In the listing below, find the line containing "Can you find the tiled". Write out that line and every line after it to the end, exactly and only those.

» Input records
******************************

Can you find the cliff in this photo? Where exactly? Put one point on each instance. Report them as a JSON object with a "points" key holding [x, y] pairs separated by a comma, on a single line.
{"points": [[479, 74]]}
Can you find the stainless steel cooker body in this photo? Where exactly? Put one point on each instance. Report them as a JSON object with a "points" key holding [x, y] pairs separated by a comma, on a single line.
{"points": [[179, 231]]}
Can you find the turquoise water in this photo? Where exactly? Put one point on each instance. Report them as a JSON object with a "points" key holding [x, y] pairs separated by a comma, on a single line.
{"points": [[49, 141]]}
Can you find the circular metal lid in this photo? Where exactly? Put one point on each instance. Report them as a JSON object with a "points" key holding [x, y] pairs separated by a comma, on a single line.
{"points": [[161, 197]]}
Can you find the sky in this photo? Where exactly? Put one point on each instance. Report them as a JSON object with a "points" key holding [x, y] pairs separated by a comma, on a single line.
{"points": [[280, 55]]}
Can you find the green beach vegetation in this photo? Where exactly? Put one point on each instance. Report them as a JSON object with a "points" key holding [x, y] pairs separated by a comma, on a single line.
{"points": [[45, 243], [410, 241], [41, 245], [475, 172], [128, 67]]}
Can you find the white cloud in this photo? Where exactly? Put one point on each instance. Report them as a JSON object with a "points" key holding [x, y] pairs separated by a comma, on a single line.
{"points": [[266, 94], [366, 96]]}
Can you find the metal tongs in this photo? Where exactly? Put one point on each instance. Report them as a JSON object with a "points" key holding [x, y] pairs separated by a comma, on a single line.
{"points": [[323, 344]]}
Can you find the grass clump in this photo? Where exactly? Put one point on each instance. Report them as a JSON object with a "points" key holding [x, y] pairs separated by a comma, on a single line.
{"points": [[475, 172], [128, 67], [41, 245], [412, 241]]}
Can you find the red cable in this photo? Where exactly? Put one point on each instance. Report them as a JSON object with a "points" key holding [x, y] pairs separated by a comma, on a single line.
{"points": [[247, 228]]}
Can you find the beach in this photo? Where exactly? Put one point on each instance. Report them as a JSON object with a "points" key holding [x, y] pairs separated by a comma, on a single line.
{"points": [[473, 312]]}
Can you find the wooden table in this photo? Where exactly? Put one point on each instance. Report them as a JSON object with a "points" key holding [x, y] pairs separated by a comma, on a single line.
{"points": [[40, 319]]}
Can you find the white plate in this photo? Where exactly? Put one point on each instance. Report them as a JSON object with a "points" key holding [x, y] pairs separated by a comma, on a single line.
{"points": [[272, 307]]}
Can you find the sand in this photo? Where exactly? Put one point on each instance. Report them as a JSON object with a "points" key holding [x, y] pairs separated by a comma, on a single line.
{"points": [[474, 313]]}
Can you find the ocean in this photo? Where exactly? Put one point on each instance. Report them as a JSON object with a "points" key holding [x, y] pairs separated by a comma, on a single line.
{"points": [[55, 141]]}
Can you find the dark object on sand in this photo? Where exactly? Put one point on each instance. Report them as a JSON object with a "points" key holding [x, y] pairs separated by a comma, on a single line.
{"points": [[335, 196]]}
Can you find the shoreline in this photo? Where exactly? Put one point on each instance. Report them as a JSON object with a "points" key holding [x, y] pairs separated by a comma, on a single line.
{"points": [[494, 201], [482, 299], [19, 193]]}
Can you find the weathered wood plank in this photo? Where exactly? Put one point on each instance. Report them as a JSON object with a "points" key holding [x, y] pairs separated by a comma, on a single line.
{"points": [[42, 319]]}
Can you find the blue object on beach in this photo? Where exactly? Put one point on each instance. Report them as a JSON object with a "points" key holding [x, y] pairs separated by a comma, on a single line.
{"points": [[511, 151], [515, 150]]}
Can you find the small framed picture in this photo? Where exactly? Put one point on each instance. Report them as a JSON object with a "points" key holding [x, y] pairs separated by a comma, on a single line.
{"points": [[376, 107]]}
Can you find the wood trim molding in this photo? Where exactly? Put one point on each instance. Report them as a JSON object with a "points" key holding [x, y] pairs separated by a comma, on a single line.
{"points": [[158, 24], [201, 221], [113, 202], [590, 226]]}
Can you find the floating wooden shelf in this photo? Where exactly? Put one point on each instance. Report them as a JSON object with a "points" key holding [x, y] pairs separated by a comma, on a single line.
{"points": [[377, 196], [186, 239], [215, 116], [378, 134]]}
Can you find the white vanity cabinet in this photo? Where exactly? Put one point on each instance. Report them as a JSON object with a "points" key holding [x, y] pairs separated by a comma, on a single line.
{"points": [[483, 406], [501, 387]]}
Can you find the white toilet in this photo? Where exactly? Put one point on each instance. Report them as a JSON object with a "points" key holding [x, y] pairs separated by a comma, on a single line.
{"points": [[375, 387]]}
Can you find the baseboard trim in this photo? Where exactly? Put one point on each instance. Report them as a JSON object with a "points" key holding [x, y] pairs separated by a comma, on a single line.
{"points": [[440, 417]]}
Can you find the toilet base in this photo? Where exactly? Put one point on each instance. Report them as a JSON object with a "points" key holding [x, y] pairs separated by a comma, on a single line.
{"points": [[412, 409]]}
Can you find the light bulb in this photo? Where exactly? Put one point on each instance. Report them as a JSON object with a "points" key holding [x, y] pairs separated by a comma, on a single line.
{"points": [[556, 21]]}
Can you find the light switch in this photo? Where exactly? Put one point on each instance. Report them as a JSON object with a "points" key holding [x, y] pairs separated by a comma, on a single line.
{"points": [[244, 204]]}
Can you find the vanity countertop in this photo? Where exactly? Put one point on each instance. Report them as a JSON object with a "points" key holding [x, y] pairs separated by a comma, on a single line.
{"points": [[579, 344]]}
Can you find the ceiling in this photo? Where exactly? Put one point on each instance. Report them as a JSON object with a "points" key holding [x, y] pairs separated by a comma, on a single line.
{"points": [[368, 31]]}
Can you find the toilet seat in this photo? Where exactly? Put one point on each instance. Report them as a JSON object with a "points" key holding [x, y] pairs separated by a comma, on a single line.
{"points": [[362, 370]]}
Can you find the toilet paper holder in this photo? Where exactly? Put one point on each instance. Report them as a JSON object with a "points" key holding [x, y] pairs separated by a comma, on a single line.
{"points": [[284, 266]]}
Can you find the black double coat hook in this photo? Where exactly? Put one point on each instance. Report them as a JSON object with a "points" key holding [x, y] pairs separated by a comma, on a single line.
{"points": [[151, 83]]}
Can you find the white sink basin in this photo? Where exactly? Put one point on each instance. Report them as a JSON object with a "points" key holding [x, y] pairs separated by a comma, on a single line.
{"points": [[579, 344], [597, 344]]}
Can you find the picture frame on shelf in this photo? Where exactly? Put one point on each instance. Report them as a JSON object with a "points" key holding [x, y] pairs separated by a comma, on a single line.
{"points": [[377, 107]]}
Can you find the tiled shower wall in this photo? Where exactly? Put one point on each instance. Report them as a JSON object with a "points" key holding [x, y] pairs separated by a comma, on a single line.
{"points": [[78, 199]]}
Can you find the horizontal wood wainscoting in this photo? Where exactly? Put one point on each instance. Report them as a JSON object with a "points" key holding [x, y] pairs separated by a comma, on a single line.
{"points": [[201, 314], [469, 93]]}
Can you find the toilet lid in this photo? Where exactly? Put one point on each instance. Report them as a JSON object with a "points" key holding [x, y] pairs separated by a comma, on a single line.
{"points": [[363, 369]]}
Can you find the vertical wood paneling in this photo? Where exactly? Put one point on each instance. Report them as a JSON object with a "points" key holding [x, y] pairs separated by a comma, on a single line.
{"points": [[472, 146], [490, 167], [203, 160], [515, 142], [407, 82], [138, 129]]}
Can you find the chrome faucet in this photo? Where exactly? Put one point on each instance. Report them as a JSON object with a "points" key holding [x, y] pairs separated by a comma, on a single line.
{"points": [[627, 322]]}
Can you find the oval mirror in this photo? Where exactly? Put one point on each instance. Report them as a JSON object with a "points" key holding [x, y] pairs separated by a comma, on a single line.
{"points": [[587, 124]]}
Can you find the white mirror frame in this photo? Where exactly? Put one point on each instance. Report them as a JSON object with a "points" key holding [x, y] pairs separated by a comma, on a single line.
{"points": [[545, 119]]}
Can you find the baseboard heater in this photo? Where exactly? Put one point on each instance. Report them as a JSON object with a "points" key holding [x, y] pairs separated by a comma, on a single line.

******************************

» Task answer
Can you find the tiled shower wall in this photo? Where exactly? Put one point on each instance. Report them as a JSON object with a "points" key holding [x, y] pairs separated by a comma, on a single line.
{"points": [[78, 199]]}
Can you find the horizontal wood wainscoting in this photo? Where exactly? Put one point on each instance. Report them as a JSON object with a "points" key holding [x, y] pairs separated by a comma, on a single line.
{"points": [[201, 314], [469, 93]]}
Can you find the toilet lid in this photo? Where exactly? Put one point on each instance. Report them as a JSON object with a "points" key holding [x, y] pairs separated by a comma, on a single line.
{"points": [[363, 369]]}
Can you find the vertical wood paneling in this photo? Where exactly? Put one point on each instance. Report them as a JSON object with a "points" key holding [x, y] pairs separated by a comma, on a single line.
{"points": [[472, 146], [490, 167], [203, 160], [515, 142], [407, 82], [138, 129]]}
Can you find the chrome faucet in this photo? Where exactly? Put one point on each instance. Report them as a JSON object with a "points" key holding [x, y] pairs separated by a comma, on a single line.
{"points": [[627, 322]]}
Can you find the oval mirror in this photo? Where exactly? Put one point on each instance. Report them as a JSON object with a "points" key holding [x, y] pairs separated by a comma, on a single line.
{"points": [[587, 124]]}
Can you find the white mirror frame in this photo? Where exactly? Put one point on each instance. Report them as a JSON object with a "points" key holding [x, y] pairs separated by a comma, on a single line.
{"points": [[545, 119]]}
Can you find the baseboard heater in this photo? Where exactly? Put one point on each instance. Report them as a JSON object with a "points" key holding [x, y] pairs separated by a comma, on a single line.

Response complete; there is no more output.